• **Task instructions**
Can you copy out this listing line for line, with nothing altered?

***** Data for processing

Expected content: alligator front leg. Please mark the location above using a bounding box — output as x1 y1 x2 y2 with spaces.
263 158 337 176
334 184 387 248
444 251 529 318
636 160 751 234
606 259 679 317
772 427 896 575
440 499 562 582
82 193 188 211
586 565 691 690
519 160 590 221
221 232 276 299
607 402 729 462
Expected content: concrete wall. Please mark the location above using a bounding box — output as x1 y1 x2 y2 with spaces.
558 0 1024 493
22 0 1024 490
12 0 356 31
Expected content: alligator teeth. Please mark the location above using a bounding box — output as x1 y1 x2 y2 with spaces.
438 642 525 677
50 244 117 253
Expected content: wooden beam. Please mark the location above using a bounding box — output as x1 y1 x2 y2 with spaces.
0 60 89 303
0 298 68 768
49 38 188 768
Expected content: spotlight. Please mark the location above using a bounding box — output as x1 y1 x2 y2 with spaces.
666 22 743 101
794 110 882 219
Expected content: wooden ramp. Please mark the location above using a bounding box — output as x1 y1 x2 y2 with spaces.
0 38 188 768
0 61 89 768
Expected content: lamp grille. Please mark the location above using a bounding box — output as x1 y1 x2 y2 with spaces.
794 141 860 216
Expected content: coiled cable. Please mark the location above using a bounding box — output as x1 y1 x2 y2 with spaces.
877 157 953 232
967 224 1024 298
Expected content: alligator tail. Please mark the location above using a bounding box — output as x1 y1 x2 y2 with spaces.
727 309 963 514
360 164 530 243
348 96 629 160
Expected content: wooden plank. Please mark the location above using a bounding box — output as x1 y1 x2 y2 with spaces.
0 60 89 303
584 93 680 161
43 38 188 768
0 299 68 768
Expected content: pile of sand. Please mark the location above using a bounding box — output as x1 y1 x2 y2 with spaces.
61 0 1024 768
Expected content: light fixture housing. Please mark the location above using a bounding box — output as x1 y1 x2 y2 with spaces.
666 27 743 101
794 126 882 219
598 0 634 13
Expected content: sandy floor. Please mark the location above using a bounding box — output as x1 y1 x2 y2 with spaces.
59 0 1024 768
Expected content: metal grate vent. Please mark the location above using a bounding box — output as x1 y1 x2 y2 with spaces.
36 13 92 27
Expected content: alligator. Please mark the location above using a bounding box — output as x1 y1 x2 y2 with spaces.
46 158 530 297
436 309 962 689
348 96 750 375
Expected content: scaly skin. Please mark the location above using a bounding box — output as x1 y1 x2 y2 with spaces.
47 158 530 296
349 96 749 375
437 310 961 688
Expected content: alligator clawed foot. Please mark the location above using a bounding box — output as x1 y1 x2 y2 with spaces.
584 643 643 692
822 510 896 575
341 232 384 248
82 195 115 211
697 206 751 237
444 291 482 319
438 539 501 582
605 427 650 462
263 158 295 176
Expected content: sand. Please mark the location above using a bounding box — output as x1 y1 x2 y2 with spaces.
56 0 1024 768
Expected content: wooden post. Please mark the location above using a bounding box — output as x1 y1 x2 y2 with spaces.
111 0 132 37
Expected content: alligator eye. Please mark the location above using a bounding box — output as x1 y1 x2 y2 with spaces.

**********

• **Written solution**
Expected content: alligator front leg. Please mark the location above using a bounding box — output as x1 y1 x2 y2 with spaces.
263 158 337 176
334 184 387 248
444 251 529 318
636 160 751 234
606 259 679 317
772 427 896 575
440 499 562 582
82 193 188 211
586 565 691 690
519 160 590 221
221 232 276 299
607 402 729 462
Expected content: concrete wall. Please mark the location above using a bounding box — output as x1 y1 x2 y2 with spaces.
558 0 1024 493
22 0 1024 490
12 0 356 31
Expected content: alligator teeth. Please mark the location above using a bounding box — output as x1 y1 x2 y2 with spaces.
438 642 525 677
50 244 117 253
Expected content: wooden beam. Please mark the location above using a bounding box — output as x1 y1 x2 y2 with spaces.
0 60 89 303
0 298 68 768
49 38 188 768
Expected content: spotlight. Please mark the location above using a bounding box — output as x1 y1 x2 y2 with spaces.
666 22 743 101
794 110 882 219
Expected content: wooden ramp. Please mark the location above using a bounding box — output as x1 y1 x2 y2 with spaces.
0 38 188 768
0 61 89 768
Expected content: lamp grille. Please mark the location above using a bounding box — output as x1 y1 x2 y2 with spaces.
794 141 860 216
Expected content: coiled cable. Please mark the location above using a bounding box — output as x1 y1 x2 y2 with spaces.
877 157 953 232
967 224 1024 298
Expected content: alligator tail. Please mark the location above using a bounding box — output as x1 y1 x2 y2 with spaces.
727 309 963 514
360 164 530 243
348 96 629 160
Expected content: wooden plank. Please mark the location above using a bounding box — output as x1 y1 x2 y2 with spaces.
0 60 89 303
584 93 680 161
43 38 188 768
0 299 68 768
Expected content: pile of sand. Please mark the location above using a bounding box — output as x1 y1 x2 y2 with spaces.
61 0 1024 768
Expected content: light fixture housing. Please mark the location above using a bounding box — output as x1 y1 x2 y2 with spaces.
666 27 743 101
794 126 882 219
598 0 634 13
Expected content: sandy floor. Please mark the location above using a bounding box — output as x1 y1 x2 y2 with spaces.
59 0 1024 768
Expected content: metal grate vent. Please mark the location above using a bounding box — output as x1 y1 x2 y2 with spaces.
36 13 92 27
Expected content: alligator. Please mark the location above using a bounding box — output as x1 y1 x2 y2 with spaces.
46 158 530 297
436 309 962 689
348 96 750 375
Expected content: scaly skin. Please mark the location above using a bounding box — output as x1 y1 x2 y2 with spaces.
47 158 530 296
349 96 749 375
437 310 961 688
Expected content: alligator clawed foot. Please mark the location above using a bounding box — output as x1 y1 x2 y2 with spaces.
584 643 643 692
822 510 896 575
341 232 384 248
82 195 115 211
697 206 751 237
444 291 482 319
438 539 501 582
605 427 650 462
263 158 295 176
Expected content: sand. Please mark the location above using a bounding box — output as x1 y1 x2 y2 with spaces.
56 0 1024 768
Expected content: wooden post. Please mark the location above using a bounding box — output as x1 y1 x2 y2 with spaces.
111 0 132 37
Expected content: alligator eye. Please mark the location above using a bounding box — output as x1 y1 x2 y2 with spaces.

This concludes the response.